Exercise objective
Rewrite the items from the line containing "Q: Locate the asphalt" through the end of the items, changing "lagoon" to "pond" and leaving everything else as it is. Leave out the picture lines.
>>>>
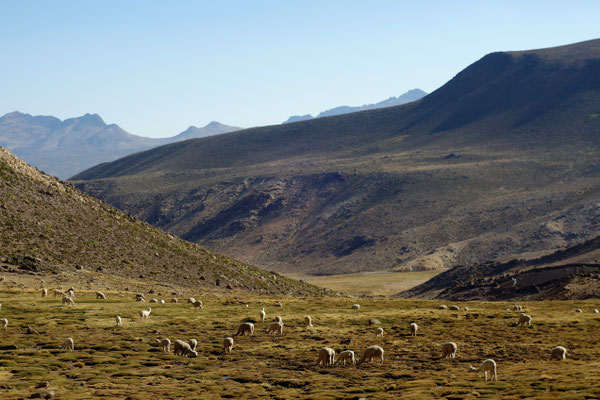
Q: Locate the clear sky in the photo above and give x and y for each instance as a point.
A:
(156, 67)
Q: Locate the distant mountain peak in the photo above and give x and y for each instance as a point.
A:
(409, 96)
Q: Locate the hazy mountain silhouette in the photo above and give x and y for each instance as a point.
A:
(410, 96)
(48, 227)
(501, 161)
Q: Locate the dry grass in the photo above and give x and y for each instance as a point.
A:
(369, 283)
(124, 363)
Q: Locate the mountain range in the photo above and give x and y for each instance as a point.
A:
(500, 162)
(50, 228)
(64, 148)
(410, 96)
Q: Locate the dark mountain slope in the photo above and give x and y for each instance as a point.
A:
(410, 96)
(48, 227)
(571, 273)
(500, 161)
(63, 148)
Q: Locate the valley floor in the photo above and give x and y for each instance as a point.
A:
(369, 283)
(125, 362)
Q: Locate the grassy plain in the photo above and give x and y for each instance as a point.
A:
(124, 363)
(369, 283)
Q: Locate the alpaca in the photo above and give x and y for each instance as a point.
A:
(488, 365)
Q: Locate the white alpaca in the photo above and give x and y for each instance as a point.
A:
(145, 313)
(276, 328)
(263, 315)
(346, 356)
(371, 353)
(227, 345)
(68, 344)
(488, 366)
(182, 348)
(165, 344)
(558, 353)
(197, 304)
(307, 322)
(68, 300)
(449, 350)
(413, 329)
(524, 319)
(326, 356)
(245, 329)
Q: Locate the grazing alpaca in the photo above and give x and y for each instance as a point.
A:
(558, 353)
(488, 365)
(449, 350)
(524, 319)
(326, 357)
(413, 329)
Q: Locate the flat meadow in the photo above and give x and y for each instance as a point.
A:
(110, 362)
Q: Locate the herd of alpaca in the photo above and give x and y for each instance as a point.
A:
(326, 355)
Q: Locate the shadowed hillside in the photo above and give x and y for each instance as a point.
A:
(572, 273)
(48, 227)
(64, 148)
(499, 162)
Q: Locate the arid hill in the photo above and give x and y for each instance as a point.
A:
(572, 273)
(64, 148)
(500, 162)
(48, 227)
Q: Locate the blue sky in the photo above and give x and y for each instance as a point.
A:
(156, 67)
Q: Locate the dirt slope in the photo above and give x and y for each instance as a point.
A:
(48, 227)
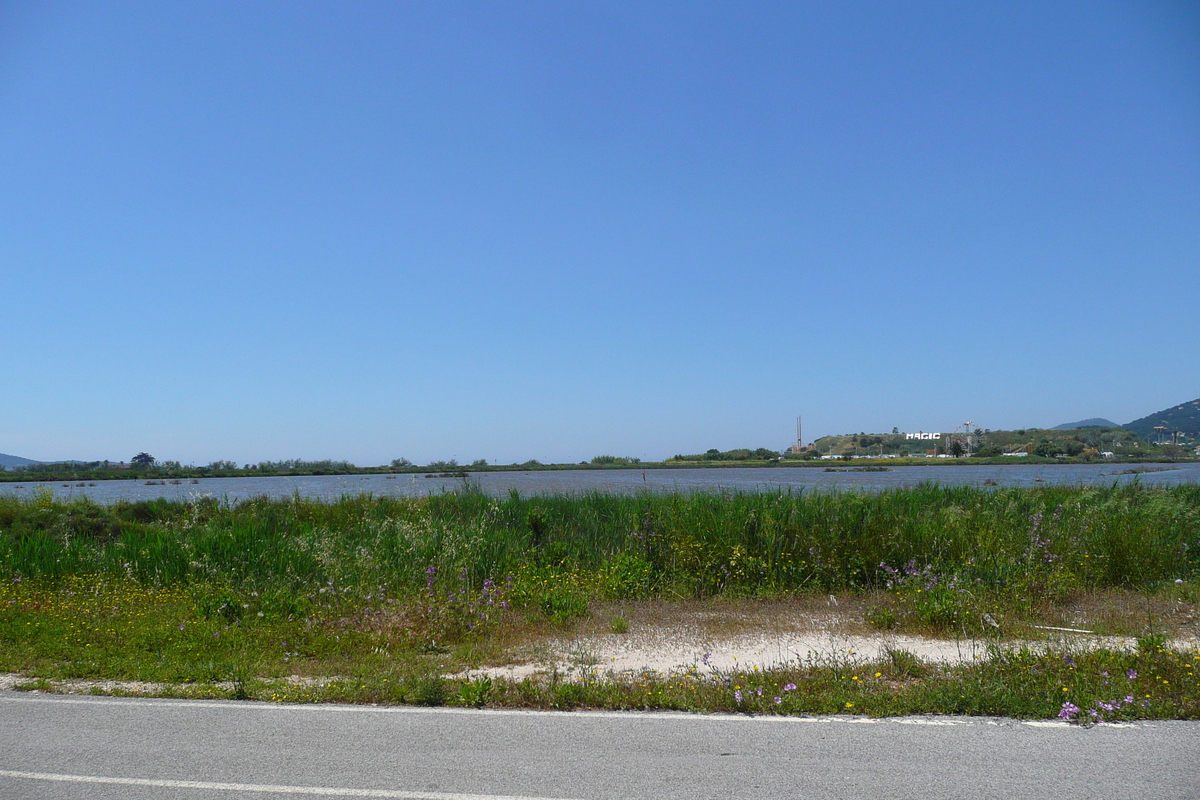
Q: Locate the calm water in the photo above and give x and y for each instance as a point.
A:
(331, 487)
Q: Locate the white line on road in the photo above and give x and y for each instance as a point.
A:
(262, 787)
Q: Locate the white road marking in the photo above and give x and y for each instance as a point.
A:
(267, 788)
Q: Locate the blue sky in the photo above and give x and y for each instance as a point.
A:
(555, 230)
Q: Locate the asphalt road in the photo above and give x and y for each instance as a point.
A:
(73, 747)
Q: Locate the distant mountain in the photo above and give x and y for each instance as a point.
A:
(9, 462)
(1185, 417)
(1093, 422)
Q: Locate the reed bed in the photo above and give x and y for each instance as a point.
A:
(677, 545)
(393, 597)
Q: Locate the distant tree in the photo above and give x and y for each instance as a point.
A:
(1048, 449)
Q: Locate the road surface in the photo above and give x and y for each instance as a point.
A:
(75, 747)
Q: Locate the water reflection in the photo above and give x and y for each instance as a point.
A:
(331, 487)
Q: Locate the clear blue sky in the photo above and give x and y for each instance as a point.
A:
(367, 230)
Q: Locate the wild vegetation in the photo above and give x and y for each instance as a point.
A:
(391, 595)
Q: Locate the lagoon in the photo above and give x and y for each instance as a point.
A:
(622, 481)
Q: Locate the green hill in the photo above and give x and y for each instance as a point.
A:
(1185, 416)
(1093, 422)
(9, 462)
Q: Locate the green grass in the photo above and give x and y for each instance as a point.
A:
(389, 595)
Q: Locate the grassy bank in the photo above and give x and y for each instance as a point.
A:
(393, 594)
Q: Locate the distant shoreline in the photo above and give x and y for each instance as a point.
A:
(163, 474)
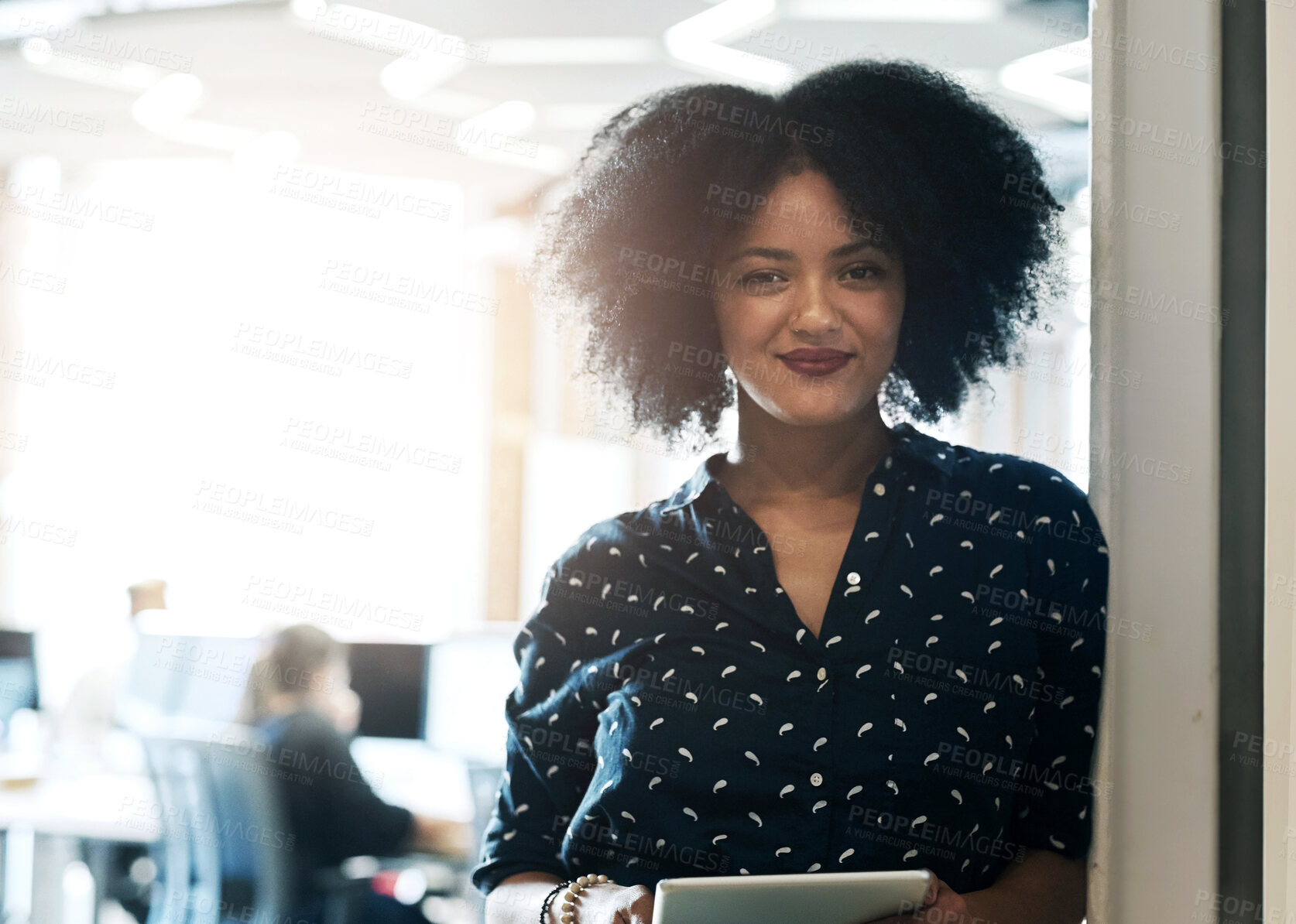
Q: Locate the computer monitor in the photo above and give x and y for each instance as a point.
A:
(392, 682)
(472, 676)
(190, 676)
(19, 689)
<<<<
Exercise output
Q: Locate the asphalt road in the photo above and give x and y for each instance as a point.
A:
(73, 747)
Q: Locate the distant mountain in the photo above and give x and y for each instance as a point.
A:
(9, 462)
(1185, 417)
(1093, 422)
Q: Locate the reed bed in the photo above and give x and y for each instance as a point.
A:
(677, 545)
(393, 597)
Q: Locate the distant tree in the photo above and give x and y for each instance as a point.
A:
(1048, 449)
Q: Locate the road surface in the photo above and give x and y for each instance as a point.
A:
(75, 747)
Q: Locate the water reflection in the photo above and give x and y for each instance as a point.
A:
(331, 487)
Q: Locate the clear blue sky in the photo above and give x and y for each instance as a point.
A:
(367, 230)
Q: Locate the wild vegetation in the photo above and give x and y for each instance as a point.
A:
(391, 595)
Q: Locate the pond in the photo above and give x and y for each instance as a point.
A:
(622, 481)
Q: Locate the green hill in the photo above and give x and y for each instance as a point.
A:
(1185, 416)
(1093, 422)
(9, 462)
Q: Locate the green grass in the photo above and give x and y for each instance as a point.
A:
(389, 595)
Q: Locate the grassy bank in the photo above and give x and y for each instance as a point.
A:
(393, 594)
Q: Locate the distant shoreline in the photo above and give x and y for each instance as a point.
A:
(163, 474)
Q: Locate the computer monitor in the photo above and give x and y for each instance as a point.
A:
(392, 682)
(472, 676)
(190, 676)
(19, 689)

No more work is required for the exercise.